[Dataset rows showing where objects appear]
┄┄┄┄┄┄┄┄┄┄

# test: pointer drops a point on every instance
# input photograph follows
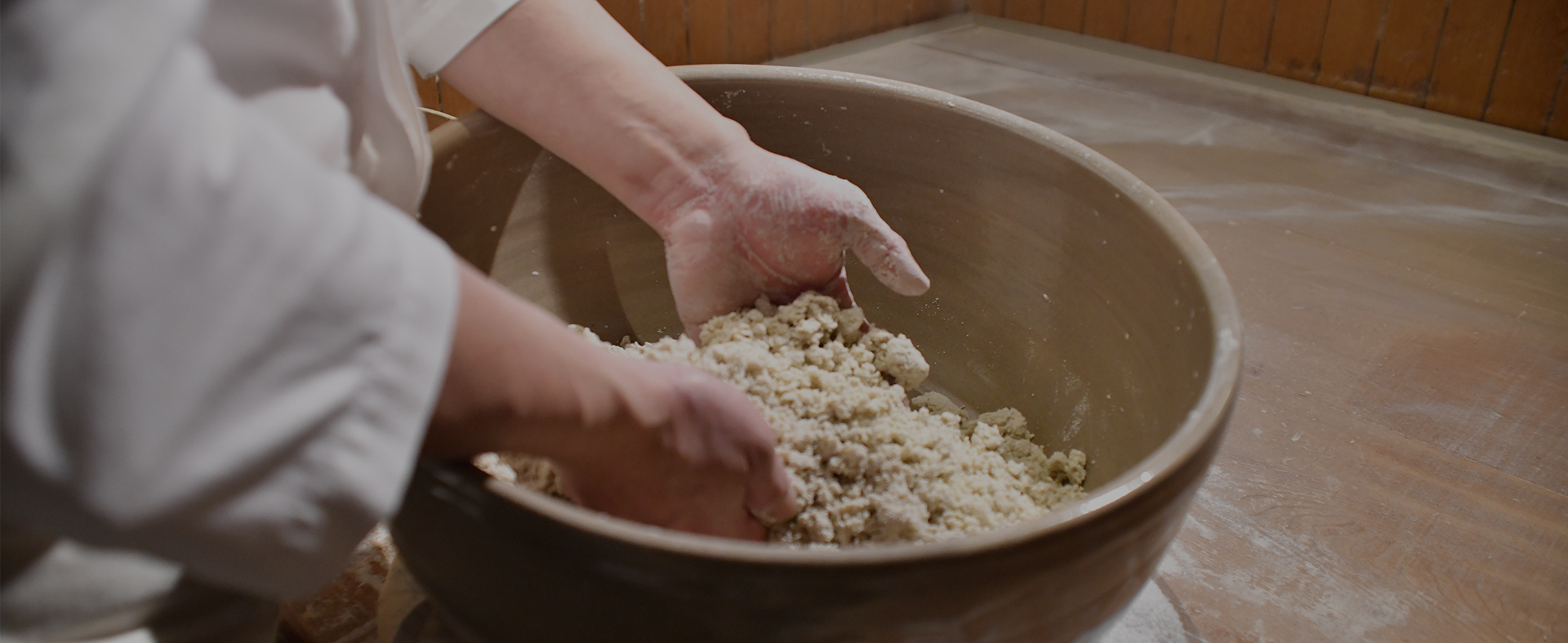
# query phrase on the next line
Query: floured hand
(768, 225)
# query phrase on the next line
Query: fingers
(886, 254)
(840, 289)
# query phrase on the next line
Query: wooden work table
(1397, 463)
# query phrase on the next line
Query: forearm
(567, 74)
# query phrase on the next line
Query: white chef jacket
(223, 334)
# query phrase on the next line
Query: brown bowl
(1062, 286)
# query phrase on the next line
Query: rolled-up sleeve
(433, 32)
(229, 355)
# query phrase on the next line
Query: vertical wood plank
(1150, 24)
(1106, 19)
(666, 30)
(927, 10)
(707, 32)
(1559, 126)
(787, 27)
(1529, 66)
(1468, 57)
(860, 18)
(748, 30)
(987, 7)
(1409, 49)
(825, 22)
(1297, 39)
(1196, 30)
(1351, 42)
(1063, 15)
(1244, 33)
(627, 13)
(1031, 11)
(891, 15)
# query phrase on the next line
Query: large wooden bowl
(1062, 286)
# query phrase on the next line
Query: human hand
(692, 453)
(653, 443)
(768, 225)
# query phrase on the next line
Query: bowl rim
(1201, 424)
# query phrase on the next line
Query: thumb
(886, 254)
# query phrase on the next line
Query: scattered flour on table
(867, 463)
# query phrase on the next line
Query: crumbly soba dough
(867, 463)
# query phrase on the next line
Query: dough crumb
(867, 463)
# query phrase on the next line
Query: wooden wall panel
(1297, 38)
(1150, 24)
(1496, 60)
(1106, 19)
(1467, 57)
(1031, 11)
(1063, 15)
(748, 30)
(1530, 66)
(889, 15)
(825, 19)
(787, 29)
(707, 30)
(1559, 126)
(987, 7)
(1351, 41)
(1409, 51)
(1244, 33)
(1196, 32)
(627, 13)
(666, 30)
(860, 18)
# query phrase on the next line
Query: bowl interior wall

┄┄┄┄┄┄┄┄┄┄

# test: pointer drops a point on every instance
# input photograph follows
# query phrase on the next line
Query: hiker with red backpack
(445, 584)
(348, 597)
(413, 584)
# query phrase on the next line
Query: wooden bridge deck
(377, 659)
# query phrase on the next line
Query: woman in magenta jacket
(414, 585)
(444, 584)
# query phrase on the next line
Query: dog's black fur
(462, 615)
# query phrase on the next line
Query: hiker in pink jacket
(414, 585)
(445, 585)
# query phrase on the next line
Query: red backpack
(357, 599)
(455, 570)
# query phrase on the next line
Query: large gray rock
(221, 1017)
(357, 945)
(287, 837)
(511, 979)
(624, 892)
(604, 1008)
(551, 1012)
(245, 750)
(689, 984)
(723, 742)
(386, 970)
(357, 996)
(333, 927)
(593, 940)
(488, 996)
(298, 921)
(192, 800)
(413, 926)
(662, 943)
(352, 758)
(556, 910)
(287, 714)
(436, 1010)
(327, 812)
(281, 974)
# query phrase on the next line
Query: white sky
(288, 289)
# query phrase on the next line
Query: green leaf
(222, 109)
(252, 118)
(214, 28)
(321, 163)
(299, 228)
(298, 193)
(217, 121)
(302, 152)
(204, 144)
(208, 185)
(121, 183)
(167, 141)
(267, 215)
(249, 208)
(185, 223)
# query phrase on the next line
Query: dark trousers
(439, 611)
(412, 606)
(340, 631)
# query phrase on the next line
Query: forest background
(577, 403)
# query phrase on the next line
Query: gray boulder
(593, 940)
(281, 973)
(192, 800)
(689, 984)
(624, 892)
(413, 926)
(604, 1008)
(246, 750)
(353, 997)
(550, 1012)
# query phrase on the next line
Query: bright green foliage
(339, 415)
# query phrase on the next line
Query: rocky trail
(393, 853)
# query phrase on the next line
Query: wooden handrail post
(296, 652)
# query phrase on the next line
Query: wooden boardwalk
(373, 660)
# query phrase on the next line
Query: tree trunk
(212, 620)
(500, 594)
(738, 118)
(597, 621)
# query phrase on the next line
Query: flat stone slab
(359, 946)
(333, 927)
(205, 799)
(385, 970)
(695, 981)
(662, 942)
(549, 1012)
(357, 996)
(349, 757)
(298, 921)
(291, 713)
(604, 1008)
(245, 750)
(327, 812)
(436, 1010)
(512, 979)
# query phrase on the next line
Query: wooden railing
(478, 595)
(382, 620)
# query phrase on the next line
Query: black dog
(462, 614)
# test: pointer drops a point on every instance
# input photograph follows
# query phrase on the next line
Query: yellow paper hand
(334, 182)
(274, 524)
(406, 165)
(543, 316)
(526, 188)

┄┄┄┄┄┄┄┄┄┄

Please count the lines in the rows above that contain the string "gray". Reply with the number alone.

Answer below - 2